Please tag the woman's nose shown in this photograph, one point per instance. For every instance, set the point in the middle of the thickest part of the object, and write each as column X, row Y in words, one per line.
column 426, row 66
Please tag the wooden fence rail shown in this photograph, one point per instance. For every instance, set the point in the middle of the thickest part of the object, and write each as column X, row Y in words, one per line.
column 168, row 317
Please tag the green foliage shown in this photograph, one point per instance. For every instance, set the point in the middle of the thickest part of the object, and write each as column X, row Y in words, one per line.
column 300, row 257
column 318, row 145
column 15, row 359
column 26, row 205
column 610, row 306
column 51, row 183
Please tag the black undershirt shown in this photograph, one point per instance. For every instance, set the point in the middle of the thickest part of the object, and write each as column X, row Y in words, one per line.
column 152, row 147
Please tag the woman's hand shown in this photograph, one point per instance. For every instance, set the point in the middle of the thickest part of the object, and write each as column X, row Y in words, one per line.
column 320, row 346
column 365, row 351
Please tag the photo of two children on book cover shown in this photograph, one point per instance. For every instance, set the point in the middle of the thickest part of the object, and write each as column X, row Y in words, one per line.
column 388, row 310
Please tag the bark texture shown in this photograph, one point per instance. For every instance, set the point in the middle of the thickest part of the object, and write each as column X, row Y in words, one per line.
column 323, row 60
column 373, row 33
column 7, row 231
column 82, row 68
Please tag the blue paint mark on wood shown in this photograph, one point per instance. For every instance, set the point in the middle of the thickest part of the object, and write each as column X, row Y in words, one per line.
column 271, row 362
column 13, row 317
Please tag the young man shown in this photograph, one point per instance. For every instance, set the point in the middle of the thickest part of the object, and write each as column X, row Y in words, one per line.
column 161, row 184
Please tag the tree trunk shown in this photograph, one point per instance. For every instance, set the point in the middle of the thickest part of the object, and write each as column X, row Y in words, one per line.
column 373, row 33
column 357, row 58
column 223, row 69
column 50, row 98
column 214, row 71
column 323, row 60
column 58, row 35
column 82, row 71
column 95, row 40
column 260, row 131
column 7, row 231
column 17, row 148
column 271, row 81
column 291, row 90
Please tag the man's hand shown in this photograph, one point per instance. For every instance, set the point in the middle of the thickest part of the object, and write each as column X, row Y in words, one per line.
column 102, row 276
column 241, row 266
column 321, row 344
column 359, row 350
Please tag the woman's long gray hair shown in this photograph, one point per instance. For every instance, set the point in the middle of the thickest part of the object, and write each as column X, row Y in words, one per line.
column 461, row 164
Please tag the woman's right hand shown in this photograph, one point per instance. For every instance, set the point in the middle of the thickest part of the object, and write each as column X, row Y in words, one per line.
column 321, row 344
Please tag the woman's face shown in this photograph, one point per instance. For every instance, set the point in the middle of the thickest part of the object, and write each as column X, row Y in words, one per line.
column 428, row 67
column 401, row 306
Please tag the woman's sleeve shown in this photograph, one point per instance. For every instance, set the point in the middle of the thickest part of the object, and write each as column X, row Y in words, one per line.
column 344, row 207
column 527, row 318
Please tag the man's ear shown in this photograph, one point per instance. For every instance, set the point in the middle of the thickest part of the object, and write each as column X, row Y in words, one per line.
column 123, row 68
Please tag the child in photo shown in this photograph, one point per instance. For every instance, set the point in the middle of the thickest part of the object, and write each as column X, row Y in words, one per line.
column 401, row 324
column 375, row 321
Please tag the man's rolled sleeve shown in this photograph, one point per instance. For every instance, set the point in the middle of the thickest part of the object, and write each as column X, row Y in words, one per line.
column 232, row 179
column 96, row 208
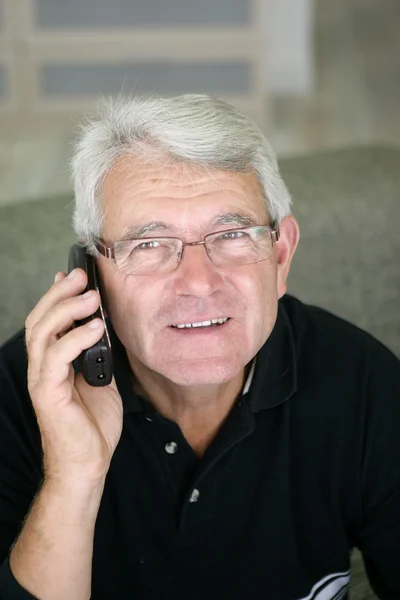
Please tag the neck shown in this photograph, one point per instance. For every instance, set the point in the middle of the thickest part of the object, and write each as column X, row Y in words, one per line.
column 199, row 410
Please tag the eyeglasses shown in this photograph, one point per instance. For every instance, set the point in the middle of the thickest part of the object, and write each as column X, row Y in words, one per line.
column 149, row 255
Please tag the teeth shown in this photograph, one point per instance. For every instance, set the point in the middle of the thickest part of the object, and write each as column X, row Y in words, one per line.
column 202, row 323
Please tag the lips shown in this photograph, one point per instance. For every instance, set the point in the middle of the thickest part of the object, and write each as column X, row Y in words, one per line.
column 205, row 323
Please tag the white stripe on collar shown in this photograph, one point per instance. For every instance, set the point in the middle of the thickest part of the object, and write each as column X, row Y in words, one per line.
column 249, row 378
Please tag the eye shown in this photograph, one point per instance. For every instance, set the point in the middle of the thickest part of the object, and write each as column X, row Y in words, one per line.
column 148, row 245
column 232, row 235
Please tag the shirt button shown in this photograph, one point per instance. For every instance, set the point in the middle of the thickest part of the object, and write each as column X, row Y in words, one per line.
column 171, row 448
column 195, row 496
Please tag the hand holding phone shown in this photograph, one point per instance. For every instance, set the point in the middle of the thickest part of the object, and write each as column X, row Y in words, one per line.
column 80, row 425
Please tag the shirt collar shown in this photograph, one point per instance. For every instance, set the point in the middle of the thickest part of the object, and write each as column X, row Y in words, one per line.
column 271, row 381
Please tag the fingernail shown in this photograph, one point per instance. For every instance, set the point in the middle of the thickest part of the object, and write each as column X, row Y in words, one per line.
column 87, row 294
column 94, row 324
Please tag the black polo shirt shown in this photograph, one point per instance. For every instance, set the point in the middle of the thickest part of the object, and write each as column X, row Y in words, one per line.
column 305, row 467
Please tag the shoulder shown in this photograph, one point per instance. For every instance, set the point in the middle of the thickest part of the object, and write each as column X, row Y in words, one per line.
column 317, row 331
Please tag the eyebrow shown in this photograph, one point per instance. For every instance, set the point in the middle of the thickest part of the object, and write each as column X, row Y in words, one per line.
column 231, row 218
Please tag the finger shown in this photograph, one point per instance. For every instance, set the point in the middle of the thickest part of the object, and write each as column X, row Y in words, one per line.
column 68, row 286
column 59, row 319
column 57, row 360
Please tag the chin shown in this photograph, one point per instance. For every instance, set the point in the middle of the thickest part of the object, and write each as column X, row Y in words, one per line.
column 201, row 372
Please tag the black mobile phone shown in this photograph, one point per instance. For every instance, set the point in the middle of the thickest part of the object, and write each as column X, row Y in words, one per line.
column 95, row 363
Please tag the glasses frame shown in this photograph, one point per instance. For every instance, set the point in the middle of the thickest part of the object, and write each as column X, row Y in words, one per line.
column 109, row 251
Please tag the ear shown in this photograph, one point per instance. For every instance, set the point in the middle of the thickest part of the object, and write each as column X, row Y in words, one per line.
column 285, row 248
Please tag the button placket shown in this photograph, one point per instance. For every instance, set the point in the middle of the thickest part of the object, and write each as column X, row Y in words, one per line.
column 171, row 447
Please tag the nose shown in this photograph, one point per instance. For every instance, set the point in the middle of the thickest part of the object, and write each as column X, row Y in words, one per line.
column 196, row 274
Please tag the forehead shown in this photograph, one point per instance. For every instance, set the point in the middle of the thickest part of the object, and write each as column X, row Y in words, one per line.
column 135, row 193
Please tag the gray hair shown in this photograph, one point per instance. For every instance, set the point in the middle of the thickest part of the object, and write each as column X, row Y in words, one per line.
column 193, row 129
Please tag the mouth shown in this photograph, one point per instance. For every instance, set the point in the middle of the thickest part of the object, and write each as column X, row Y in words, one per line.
column 201, row 325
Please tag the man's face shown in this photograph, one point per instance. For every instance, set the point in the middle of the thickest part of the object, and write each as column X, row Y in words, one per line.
column 142, row 308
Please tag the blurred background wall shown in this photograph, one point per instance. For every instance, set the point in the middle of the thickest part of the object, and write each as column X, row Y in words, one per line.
column 315, row 74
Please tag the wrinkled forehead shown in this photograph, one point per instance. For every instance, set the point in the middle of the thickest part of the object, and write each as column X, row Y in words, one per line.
column 187, row 196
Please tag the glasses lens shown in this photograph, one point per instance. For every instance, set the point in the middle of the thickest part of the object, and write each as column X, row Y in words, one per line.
column 240, row 246
column 146, row 256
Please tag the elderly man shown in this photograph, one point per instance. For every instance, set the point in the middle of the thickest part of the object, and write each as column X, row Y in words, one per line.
column 247, row 442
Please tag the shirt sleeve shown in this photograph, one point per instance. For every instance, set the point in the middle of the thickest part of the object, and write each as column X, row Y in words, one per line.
column 379, row 531
column 20, row 463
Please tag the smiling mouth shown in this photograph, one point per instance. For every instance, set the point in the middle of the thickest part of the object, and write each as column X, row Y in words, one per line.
column 202, row 324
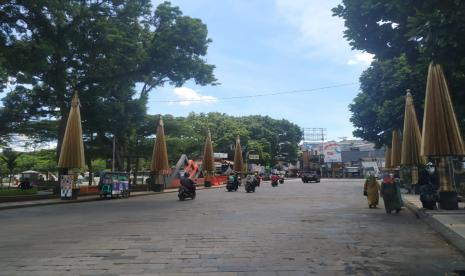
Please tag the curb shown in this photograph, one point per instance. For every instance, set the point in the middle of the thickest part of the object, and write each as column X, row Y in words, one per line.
column 96, row 198
column 448, row 234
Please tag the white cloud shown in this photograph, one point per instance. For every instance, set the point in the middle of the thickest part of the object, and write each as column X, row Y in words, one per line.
column 189, row 96
column 361, row 58
column 320, row 33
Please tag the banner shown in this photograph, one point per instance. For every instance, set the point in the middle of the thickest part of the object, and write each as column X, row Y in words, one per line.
column 332, row 152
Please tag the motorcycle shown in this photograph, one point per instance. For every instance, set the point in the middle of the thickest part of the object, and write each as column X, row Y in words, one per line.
column 249, row 187
column 184, row 193
column 231, row 186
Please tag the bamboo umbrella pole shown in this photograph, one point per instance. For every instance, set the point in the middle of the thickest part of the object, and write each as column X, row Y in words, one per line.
column 159, row 166
column 208, row 160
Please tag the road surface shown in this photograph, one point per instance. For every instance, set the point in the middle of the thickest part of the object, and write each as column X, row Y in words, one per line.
column 295, row 229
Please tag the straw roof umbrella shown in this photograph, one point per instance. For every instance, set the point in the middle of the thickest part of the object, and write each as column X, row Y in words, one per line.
column 387, row 158
column 238, row 161
column 441, row 134
column 160, row 154
column 396, row 148
column 208, row 164
column 411, row 138
column 72, row 148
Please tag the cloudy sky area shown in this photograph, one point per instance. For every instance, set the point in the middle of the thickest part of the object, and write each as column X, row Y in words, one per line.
column 262, row 47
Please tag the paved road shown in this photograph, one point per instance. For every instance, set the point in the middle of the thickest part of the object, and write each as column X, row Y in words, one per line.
column 295, row 229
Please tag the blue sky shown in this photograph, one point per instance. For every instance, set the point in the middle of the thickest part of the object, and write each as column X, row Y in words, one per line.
column 265, row 46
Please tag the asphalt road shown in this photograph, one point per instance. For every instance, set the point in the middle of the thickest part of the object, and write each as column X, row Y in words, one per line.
column 294, row 229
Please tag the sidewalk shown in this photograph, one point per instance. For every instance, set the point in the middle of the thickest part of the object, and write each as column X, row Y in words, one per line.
column 448, row 223
column 85, row 198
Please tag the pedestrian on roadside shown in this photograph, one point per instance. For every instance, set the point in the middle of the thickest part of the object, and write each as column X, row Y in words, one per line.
column 390, row 191
column 371, row 191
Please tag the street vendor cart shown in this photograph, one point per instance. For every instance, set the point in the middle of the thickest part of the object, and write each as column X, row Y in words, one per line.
column 114, row 185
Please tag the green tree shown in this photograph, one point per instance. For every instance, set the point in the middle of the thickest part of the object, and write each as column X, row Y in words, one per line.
column 101, row 49
column 9, row 157
column 404, row 36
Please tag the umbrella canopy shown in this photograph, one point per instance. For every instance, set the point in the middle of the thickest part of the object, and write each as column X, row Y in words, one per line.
column 396, row 148
column 411, row 138
column 238, row 162
column 441, row 134
column 72, row 148
column 208, row 162
column 387, row 157
column 160, row 154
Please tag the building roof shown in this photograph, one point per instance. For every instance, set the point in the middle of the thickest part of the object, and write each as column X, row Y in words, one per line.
column 355, row 155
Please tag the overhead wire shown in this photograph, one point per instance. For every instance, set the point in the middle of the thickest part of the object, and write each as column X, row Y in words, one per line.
column 256, row 95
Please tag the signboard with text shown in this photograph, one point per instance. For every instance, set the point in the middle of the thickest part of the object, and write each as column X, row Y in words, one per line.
column 254, row 156
column 332, row 152
column 220, row 155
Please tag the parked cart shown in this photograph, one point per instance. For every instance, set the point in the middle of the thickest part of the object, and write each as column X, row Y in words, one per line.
column 114, row 185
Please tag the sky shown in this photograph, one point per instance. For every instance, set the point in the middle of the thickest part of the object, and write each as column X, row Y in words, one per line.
column 269, row 46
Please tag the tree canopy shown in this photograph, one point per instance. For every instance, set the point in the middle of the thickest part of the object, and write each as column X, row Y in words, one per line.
column 262, row 135
column 50, row 49
column 404, row 36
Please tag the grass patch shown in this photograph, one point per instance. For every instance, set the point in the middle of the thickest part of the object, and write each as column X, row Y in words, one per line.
column 15, row 192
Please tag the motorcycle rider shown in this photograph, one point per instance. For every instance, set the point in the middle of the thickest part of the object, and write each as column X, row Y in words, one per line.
column 274, row 178
column 188, row 183
column 256, row 179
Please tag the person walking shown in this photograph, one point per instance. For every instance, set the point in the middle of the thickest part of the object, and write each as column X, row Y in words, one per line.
column 371, row 191
column 390, row 191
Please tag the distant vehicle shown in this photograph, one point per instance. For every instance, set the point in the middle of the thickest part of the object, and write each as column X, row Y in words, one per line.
column 310, row 176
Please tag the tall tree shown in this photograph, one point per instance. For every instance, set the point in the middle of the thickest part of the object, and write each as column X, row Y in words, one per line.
column 9, row 157
column 404, row 36
column 101, row 49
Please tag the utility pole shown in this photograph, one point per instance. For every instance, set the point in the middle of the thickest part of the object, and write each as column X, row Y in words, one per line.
column 114, row 149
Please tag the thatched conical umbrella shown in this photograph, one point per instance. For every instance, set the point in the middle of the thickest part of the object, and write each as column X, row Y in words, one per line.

────────────────────────────────────────

WORK TO BE COMPLETED: Reproduce the data above, from the line containing "Please tag the glasses lens" through the line containing "column 231, row 186", with both of those lines included. Leave out the pictures.

EXPECTED ANSWER:
Please tag the glasses lens shown in this photograph, one point per instance. For every instance, set the point in the middle of the thickest part of the object, and write each as column X, row Y in words, one per line.
column 240, row 246
column 146, row 256
Please tag the elderly man shown in this photograph, one point per instance. For every instance, set the point in the middle of the thickest part of the object, and write each as column X, row Y in words, one per line.
column 247, row 442
Please tag the shirt sleeve shown in this photograph, one point per instance. For every instance, set the point in the middle of the thickest part of the object, and write each as column X, row Y in words, one per line.
column 379, row 531
column 20, row 463
Please tag the smiling mouth shown in this photograph, one point per instance. For every instance, set the point in the middle of the thickest part of the object, and write each as column X, row Y in words, one per line.
column 202, row 324
Please tag the curb shown in this photograph, one point per instance. For every instance, set the point in the middle of the thickest part of the object, and write each as column X, row Y in words, one per line.
column 96, row 198
column 448, row 234
Please tag the white cloud shown in this photograph, one point per instance. For every instance, set the point in the middle of the thickest part of the object, and write each as column X, row Y in words, one per line.
column 189, row 96
column 361, row 58
column 320, row 33
Please tag the banner shown in this photograph, one point per instance. For every instance, set the point in the middle of the thickest part of the object, and write each as column X, row Y in words, one per line.
column 332, row 152
Please tag the motorcycle shown in this photograph, one point per instance. For every instance, set the point in the middle of the thickest part of the object, and write each as column X, row Y in words, one per line.
column 249, row 187
column 184, row 193
column 231, row 186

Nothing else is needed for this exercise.